Repeat verbatim the lines of the data below, beginning with the line containing "Would you mind pointing out the parked" and continuing to the end.
##### Rows
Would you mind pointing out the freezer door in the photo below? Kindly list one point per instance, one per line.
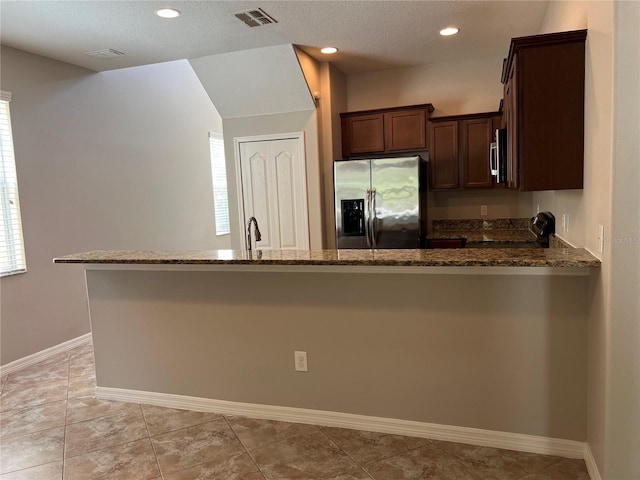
(352, 180)
(395, 193)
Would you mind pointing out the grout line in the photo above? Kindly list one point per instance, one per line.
(245, 447)
(335, 442)
(153, 449)
(66, 415)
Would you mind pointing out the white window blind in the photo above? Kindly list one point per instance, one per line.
(219, 175)
(11, 244)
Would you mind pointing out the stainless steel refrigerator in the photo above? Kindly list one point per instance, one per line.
(380, 202)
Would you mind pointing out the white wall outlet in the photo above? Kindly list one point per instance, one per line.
(601, 238)
(301, 361)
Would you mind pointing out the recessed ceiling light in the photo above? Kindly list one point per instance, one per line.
(445, 32)
(168, 13)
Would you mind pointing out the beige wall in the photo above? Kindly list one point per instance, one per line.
(105, 161)
(332, 102)
(466, 86)
(511, 357)
(609, 198)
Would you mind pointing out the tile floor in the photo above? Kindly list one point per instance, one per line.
(54, 428)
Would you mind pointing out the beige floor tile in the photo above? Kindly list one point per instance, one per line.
(35, 376)
(50, 471)
(104, 432)
(238, 466)
(423, 463)
(304, 457)
(88, 408)
(255, 433)
(130, 461)
(574, 469)
(506, 464)
(33, 419)
(31, 450)
(162, 420)
(208, 442)
(21, 398)
(369, 447)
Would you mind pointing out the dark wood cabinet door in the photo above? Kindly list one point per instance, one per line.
(543, 81)
(385, 130)
(443, 155)
(362, 134)
(406, 130)
(511, 123)
(476, 135)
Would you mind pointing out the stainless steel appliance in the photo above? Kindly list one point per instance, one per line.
(378, 202)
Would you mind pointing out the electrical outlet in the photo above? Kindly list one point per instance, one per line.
(301, 361)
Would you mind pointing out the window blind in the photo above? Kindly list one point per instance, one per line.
(219, 176)
(12, 258)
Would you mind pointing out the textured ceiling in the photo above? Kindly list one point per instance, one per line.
(371, 35)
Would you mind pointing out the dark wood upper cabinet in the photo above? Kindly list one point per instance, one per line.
(460, 149)
(383, 131)
(444, 164)
(543, 79)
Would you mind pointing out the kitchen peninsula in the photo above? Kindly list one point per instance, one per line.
(443, 353)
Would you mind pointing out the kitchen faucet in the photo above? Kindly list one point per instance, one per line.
(257, 231)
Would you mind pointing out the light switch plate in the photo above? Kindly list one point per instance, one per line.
(601, 238)
(300, 361)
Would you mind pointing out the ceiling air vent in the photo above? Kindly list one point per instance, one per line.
(255, 18)
(105, 53)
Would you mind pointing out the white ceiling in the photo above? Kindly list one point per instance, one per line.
(371, 35)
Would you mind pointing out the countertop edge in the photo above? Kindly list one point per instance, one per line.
(369, 269)
(463, 261)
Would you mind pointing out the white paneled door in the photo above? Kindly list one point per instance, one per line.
(274, 190)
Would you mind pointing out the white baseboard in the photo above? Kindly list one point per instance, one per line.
(474, 436)
(592, 466)
(45, 354)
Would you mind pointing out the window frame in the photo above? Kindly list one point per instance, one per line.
(220, 185)
(12, 252)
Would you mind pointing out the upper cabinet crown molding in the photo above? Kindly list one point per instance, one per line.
(385, 130)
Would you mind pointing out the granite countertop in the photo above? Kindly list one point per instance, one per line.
(504, 231)
(465, 257)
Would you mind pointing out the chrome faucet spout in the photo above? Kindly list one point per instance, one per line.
(256, 230)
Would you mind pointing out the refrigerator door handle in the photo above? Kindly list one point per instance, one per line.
(367, 218)
(373, 218)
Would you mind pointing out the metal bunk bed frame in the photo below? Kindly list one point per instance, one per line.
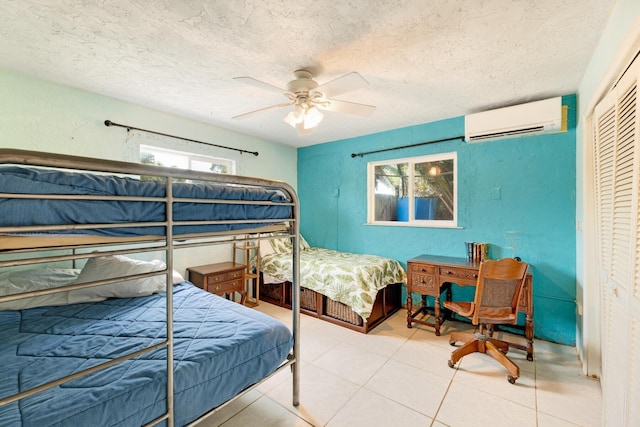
(166, 243)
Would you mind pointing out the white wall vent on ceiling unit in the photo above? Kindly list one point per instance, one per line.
(533, 118)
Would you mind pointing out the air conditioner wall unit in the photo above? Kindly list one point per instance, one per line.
(533, 118)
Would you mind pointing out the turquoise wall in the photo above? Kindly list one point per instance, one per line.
(536, 176)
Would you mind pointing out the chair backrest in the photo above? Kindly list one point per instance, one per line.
(498, 291)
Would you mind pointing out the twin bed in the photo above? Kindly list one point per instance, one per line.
(357, 291)
(91, 335)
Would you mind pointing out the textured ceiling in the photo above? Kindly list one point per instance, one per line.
(424, 60)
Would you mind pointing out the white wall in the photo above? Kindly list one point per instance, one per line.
(42, 116)
(619, 42)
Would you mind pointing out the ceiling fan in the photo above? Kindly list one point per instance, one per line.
(308, 98)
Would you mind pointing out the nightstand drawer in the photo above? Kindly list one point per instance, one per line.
(461, 276)
(424, 284)
(421, 268)
(216, 278)
(225, 287)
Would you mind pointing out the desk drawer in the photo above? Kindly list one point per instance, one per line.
(460, 276)
(424, 284)
(224, 287)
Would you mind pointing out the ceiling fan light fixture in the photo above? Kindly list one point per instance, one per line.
(294, 117)
(312, 118)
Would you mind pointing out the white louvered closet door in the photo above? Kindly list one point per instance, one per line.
(617, 185)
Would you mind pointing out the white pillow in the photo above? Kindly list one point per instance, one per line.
(108, 267)
(177, 277)
(280, 245)
(18, 281)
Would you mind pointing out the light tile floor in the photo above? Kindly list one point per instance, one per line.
(399, 376)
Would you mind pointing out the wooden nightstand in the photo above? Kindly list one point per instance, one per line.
(221, 278)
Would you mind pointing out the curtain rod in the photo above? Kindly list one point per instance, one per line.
(110, 123)
(407, 146)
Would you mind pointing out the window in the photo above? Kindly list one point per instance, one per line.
(418, 191)
(179, 159)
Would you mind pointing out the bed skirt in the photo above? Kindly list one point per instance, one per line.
(388, 301)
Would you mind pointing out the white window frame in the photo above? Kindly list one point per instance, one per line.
(192, 157)
(412, 222)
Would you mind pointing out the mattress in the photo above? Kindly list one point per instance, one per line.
(27, 212)
(351, 279)
(220, 348)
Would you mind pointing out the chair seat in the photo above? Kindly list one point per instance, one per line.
(498, 290)
(485, 314)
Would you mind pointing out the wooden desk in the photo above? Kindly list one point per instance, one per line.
(221, 278)
(431, 275)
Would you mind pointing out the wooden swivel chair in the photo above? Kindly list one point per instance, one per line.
(498, 291)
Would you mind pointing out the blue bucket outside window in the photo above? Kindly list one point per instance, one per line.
(425, 208)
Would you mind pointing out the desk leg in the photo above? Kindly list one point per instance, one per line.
(409, 310)
(528, 330)
(436, 307)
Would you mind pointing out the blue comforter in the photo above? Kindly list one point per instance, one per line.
(19, 212)
(221, 348)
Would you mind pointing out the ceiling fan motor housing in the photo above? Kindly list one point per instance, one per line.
(302, 84)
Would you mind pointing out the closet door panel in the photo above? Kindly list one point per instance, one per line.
(617, 187)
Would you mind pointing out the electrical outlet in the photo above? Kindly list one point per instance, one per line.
(495, 193)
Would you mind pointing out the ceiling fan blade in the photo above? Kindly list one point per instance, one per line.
(346, 83)
(262, 85)
(262, 110)
(347, 107)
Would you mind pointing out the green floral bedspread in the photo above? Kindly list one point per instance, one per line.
(352, 279)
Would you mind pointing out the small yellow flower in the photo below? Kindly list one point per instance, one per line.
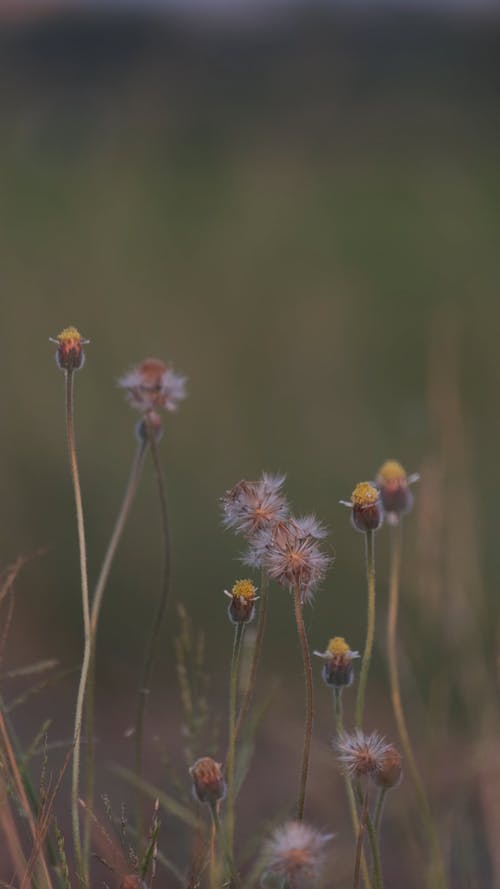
(242, 605)
(70, 355)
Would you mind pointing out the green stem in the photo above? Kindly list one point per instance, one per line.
(233, 687)
(234, 882)
(359, 844)
(157, 621)
(339, 723)
(377, 867)
(439, 879)
(130, 492)
(370, 627)
(86, 623)
(261, 625)
(299, 617)
(377, 817)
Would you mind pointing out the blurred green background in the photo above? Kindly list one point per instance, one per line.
(302, 214)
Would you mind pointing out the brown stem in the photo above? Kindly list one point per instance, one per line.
(299, 617)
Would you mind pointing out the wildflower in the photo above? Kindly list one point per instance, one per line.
(209, 785)
(366, 505)
(153, 384)
(296, 853)
(69, 355)
(337, 670)
(361, 755)
(250, 507)
(292, 558)
(242, 605)
(394, 485)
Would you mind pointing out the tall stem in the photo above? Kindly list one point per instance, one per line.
(261, 625)
(359, 845)
(233, 687)
(339, 724)
(439, 879)
(86, 625)
(370, 627)
(157, 621)
(299, 617)
(130, 492)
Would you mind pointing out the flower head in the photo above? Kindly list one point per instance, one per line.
(209, 785)
(242, 605)
(366, 505)
(292, 557)
(394, 486)
(251, 507)
(296, 853)
(153, 384)
(69, 355)
(361, 755)
(337, 669)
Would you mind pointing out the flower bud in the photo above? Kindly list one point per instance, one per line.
(394, 485)
(242, 605)
(132, 881)
(389, 771)
(367, 512)
(69, 355)
(209, 785)
(337, 669)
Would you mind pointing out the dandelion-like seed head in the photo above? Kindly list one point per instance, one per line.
(242, 605)
(152, 385)
(394, 485)
(70, 355)
(337, 669)
(361, 755)
(366, 507)
(296, 853)
(251, 507)
(209, 785)
(293, 558)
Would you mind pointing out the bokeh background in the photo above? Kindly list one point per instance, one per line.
(299, 207)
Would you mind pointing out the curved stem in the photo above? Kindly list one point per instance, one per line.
(377, 867)
(370, 627)
(233, 687)
(261, 625)
(339, 724)
(404, 737)
(157, 621)
(130, 492)
(299, 617)
(86, 624)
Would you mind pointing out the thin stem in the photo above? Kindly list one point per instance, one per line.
(233, 686)
(261, 625)
(339, 723)
(359, 845)
(370, 627)
(234, 882)
(299, 617)
(377, 867)
(157, 621)
(86, 624)
(377, 816)
(404, 737)
(24, 802)
(130, 492)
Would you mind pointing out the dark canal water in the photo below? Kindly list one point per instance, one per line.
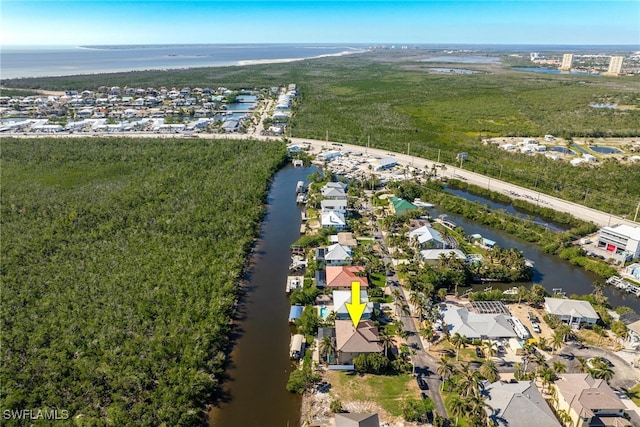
(260, 359)
(549, 271)
(507, 208)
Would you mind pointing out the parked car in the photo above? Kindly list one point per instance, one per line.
(422, 384)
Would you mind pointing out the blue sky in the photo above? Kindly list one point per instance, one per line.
(81, 22)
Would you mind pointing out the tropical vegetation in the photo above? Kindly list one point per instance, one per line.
(122, 265)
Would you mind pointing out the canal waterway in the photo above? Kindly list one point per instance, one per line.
(507, 207)
(550, 271)
(260, 364)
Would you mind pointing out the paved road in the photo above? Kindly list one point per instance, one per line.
(425, 365)
(600, 218)
(588, 214)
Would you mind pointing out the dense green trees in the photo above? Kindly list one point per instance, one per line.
(121, 262)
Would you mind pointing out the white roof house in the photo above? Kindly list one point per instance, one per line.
(338, 205)
(333, 219)
(342, 297)
(509, 401)
(427, 236)
(338, 254)
(477, 325)
(433, 255)
(573, 312)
##########
Answer to this exercise:
Would you mind pointing out the parked car in the photo above? Kindly list one point per instance, one per line.
(422, 384)
Would you mind pointing out the blue sky in the photo above? Kindly list one point per instance, one per line.
(81, 22)
Would you mind pointing out the tropical vegetation in the photo above? Kindly list one point per instance, one per line.
(122, 265)
Would you mind pointing out the canal waterway in the photo above? Kindly list one point per instance, one per line.
(507, 207)
(550, 271)
(260, 364)
Would you mind pointing out the paved road in the photo above? Kindly list one point per instance, one per line.
(425, 365)
(600, 218)
(588, 214)
Would you mind pointing out the dense green trees in the photo above? Kindly list one point per instance, one per line.
(121, 262)
Would you mind pointing out the white roof house in the photo above? Kindly list one point per instance, one per line.
(338, 205)
(333, 219)
(342, 297)
(509, 401)
(427, 236)
(338, 254)
(477, 325)
(433, 255)
(573, 312)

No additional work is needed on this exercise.